__Data items__.

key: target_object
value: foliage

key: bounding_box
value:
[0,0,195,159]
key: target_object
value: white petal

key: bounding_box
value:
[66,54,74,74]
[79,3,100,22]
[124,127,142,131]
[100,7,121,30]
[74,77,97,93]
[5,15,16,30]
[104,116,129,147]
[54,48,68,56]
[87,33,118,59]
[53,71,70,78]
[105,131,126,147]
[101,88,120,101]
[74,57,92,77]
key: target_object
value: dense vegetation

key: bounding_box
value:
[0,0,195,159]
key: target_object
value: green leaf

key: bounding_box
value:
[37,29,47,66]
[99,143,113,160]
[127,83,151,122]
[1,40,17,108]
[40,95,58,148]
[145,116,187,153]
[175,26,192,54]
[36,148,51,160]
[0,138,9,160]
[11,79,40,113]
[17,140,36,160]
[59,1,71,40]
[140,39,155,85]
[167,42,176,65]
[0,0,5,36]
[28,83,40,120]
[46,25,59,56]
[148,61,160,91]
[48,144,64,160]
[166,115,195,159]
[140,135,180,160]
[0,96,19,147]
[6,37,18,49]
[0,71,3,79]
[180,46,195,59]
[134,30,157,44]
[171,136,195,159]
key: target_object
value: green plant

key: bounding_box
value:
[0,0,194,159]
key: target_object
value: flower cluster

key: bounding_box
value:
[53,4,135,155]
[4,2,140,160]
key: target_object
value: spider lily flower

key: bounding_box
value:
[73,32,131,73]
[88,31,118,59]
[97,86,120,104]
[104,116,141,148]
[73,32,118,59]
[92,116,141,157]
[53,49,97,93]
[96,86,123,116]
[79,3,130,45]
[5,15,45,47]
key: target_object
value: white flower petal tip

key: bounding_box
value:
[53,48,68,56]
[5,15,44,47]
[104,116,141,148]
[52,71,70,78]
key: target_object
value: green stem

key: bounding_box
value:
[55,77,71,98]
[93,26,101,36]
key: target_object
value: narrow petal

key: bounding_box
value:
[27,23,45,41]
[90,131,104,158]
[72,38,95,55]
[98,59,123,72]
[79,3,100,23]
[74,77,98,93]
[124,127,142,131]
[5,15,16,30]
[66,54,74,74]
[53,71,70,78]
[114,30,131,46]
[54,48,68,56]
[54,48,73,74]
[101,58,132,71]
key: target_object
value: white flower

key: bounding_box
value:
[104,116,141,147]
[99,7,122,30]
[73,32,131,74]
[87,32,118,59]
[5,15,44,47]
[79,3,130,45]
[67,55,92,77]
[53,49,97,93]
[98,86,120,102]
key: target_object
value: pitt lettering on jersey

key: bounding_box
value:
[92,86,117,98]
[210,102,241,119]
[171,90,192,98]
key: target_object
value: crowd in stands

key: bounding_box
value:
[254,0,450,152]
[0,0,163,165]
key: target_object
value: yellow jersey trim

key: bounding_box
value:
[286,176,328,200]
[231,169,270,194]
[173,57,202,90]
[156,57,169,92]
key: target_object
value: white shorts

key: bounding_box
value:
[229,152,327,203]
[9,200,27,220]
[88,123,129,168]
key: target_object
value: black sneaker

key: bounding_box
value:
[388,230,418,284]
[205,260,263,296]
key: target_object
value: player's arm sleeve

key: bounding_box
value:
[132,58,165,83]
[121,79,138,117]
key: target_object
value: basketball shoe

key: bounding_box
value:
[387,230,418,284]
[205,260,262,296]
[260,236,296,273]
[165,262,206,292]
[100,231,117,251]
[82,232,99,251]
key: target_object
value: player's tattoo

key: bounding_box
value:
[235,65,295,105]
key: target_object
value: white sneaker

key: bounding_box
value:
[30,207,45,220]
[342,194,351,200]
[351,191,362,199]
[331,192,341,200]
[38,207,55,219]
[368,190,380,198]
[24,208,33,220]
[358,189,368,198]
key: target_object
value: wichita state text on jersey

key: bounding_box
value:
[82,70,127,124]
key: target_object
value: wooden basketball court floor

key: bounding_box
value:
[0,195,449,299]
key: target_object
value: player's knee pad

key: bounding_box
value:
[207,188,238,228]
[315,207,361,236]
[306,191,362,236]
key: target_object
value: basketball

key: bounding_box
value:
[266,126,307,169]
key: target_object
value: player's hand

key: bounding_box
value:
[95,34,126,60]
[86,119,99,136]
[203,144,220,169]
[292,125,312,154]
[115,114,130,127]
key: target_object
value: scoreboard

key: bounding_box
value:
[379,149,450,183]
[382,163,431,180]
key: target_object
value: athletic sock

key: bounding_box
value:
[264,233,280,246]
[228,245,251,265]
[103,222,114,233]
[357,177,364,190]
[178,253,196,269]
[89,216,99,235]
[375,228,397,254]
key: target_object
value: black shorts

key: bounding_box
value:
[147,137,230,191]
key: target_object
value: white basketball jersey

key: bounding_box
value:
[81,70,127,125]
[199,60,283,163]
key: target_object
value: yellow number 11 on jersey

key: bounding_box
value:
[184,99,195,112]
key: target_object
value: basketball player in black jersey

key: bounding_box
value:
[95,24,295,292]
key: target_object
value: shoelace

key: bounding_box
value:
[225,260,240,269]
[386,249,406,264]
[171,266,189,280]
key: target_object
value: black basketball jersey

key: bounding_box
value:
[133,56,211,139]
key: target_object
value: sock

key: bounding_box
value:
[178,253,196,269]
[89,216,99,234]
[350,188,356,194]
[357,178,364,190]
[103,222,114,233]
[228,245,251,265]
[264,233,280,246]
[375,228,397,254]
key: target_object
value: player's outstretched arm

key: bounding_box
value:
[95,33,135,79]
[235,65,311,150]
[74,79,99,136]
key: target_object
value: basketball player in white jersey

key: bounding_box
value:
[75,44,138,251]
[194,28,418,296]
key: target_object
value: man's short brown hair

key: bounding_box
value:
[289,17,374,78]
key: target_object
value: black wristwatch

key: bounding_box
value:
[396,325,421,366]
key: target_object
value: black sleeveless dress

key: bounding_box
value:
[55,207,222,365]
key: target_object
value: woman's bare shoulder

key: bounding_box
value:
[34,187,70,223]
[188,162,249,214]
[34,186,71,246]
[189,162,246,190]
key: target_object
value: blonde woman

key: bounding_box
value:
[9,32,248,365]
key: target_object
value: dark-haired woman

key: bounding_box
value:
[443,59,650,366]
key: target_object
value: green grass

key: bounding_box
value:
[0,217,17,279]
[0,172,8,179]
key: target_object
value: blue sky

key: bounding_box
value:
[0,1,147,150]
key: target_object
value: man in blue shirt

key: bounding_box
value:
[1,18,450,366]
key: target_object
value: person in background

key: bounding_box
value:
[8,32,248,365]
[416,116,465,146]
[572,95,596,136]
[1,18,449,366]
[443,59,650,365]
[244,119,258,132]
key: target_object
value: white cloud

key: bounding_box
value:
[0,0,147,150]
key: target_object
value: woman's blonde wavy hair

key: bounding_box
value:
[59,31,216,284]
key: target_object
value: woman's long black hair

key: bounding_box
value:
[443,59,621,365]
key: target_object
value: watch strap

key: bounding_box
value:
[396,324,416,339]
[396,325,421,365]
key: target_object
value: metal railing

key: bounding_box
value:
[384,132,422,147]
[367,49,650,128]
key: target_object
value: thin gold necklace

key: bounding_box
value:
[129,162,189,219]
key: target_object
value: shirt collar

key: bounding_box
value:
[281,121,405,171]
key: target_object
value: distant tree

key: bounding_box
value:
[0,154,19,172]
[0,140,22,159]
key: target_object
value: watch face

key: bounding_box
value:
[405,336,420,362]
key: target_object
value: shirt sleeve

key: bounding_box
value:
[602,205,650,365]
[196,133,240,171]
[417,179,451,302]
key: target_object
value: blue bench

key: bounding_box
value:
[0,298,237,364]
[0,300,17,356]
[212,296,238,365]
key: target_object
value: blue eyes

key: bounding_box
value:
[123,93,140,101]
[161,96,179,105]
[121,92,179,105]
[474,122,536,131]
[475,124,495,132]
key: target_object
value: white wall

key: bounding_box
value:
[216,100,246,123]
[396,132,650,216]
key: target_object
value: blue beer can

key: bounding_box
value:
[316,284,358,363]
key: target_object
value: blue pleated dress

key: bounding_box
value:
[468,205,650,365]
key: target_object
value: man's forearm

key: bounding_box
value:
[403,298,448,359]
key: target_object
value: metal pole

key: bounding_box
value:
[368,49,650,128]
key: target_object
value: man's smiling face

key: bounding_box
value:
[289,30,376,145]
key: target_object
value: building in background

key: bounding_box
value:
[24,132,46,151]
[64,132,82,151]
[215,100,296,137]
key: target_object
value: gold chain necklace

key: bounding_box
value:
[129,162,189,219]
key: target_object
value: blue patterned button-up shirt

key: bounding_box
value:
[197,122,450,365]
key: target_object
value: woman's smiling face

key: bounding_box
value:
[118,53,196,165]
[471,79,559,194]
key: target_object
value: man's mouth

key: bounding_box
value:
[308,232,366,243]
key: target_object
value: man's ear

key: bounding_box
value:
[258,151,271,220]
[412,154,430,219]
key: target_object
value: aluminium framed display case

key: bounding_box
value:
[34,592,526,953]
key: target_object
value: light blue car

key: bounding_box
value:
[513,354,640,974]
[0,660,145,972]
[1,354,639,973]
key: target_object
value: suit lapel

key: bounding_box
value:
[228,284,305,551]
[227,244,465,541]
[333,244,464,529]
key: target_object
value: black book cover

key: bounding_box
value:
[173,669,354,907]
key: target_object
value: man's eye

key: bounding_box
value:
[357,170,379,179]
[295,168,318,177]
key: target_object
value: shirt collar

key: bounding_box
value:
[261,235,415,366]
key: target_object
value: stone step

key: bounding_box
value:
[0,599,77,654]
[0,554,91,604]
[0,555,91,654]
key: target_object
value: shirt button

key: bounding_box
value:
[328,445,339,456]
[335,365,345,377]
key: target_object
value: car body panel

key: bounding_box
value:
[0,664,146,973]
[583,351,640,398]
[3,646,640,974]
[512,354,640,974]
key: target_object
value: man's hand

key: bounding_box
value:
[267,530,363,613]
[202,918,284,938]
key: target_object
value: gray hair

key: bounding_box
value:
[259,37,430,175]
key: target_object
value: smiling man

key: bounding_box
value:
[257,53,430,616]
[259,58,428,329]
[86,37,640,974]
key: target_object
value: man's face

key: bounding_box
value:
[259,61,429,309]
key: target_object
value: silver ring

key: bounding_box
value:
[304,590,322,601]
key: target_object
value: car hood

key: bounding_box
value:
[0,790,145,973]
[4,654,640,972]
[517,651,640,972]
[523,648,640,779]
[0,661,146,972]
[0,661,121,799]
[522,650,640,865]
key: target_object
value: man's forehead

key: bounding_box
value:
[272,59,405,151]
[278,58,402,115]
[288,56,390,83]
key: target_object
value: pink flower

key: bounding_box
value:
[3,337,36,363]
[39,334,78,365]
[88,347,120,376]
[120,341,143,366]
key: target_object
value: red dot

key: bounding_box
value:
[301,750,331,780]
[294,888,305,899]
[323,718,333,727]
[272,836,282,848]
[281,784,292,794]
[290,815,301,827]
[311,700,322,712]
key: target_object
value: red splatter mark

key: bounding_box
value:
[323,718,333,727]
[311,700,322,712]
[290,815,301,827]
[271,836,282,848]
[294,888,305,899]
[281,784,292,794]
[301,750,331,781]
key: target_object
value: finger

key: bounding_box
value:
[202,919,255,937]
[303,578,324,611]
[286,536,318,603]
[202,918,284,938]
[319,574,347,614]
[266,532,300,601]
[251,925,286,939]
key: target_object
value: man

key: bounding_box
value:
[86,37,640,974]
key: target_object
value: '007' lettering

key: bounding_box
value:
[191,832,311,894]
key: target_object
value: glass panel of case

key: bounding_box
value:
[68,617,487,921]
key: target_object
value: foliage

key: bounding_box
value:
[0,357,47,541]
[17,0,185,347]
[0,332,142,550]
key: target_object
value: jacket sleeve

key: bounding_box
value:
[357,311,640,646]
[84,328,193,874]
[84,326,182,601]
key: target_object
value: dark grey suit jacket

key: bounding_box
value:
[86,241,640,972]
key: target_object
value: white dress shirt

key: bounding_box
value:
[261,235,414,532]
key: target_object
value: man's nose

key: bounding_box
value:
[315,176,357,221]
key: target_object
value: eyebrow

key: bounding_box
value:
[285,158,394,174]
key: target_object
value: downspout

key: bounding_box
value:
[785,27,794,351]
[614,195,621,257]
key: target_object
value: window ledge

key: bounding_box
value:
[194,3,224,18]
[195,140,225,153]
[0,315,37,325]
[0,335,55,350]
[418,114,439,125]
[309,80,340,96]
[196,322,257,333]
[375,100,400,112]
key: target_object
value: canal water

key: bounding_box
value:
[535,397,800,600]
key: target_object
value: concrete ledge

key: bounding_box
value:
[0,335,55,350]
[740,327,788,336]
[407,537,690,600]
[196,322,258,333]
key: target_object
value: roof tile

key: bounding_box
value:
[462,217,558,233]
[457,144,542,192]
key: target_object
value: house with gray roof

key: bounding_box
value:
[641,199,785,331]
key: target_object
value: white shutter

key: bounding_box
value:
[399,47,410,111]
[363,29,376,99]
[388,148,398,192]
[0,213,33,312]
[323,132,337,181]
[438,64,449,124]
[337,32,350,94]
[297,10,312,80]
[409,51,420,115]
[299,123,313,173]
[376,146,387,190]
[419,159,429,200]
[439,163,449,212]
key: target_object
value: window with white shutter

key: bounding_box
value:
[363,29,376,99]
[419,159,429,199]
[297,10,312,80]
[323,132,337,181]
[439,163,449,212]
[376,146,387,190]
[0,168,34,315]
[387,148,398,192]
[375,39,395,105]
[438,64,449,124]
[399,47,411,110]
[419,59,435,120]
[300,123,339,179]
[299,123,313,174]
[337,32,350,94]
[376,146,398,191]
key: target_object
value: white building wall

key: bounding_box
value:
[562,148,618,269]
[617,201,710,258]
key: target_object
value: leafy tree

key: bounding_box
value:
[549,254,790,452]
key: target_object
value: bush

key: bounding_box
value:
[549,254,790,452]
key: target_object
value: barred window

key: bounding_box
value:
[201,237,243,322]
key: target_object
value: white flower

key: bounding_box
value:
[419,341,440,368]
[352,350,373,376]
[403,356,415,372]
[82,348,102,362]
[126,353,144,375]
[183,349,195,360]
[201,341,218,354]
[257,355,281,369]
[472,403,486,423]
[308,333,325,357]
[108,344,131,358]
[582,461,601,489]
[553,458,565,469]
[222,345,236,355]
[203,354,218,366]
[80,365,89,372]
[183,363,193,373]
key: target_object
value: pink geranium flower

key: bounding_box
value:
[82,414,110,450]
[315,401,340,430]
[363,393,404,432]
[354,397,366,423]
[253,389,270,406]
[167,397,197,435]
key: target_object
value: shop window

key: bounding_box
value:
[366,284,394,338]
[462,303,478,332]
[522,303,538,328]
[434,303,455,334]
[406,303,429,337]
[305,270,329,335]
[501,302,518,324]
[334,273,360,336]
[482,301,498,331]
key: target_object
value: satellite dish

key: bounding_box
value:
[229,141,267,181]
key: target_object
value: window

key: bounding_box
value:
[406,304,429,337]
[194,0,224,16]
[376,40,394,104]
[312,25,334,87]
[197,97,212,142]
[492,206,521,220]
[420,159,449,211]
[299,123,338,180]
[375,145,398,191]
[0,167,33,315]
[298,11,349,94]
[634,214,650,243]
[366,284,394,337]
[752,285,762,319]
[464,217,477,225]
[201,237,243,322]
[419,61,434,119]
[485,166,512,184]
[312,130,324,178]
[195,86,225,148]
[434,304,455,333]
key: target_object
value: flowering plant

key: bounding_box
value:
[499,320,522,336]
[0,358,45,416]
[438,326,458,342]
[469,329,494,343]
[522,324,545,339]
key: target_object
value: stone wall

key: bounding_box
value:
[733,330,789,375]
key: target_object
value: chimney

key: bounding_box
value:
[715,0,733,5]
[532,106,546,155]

__YOUR INSTRUCTIONS__.
Among these entries, how many lines include the string "pink"? Reply with the number by itself.

__ANSWER AREA__.
2